> [O que fazer]:
a: Para cada frase a seguir, diga se ela bate com a entrevista sobre Dia de Preto. Responda sim ou não e copie as palavras exatas da entrevista que resolvem a questão. (i) Os diretores também foram roteiristas e produtores do filme. (ii) Dia de Preto estreou em seis salas de cinema. (iii) Quatro das salas de estreia ficavam em São Paulo.
b: Reescreva a parte da entrevista sobre Dia de Preto que vai de "Publicada em 30/11/2012" até "cinema) tão intrincada.", trocando "exclusiva" por "inédita".

Entrevista exclusiva com os talentosos três cineastas de Dia de Preto

Publicada em 30/11/2012 às 00:50

Comente

Conscientes e com os pés firmes no chão, os diretores (roteiristas e produtores também) do filme Dia de Preto, Daniel Mattos, Marcial Renato e Marcos Felipe (na foto acima, da esquerda para a direita), concederam-nos uma entrevista exclusiva e detalhada sobre o filme, cinema, cinema nacional, liberdade e preconceito. Palavras que merecem ser lidas e relidas para entender mais a fundo, especialmente, a realidade dessa arte (o cinema) tão intrincada.

 
1. É sabido que 40% dos filmes nacionais são lançados em, apenas, seis salas de cinema (ou menos) em todo o país. Os títulos brasileiros que chegam à maioria dos cinemas são produções, em sua maioria, sem identidade e alavancadas por interesse de certa emissora de televisão. Dia de Preto conseguiu escapar dos 40% dito, mas, ainda assim, estreou em sete salas somente, sendo quatro delas no Rio de Janeiro. Como vocês veem essa dificuldade de abertura para os filmes nacionais de orçamento difícil? Existe o clichê da luz no fim do túnel?

> [Parte dos dados]:
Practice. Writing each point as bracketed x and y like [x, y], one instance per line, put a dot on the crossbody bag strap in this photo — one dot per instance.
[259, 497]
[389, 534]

> [Respostas por tarefa]:
a:
(i) Sim: "os diretores (roteiristas e produtores também) do filme Dia de Preto"
(ii) Não: "estreou em sete salas somente"
(iii) Não: "sendo quatro delas no Rio de Janeiro"

b:
Publicada em 30/11/2012 às 00:50

Comente

Conscientes e com os pés firmes no chão, os diretores (roteiristas e produtores também) do filme Dia de Preto, Daniel Mattos, Marcial Renato e Marcos Felipe (na foto acima, da esquerda para a direita), concederam-nos uma entrevista inédita e detalhada sobre o filme, cinema, cinema nacional, liberdade e preconceito. Palavras que merecem ser lidas e relidas para entender mais a fundo, especialmente, a realidade dessa arte (o cinema) tão intrincada.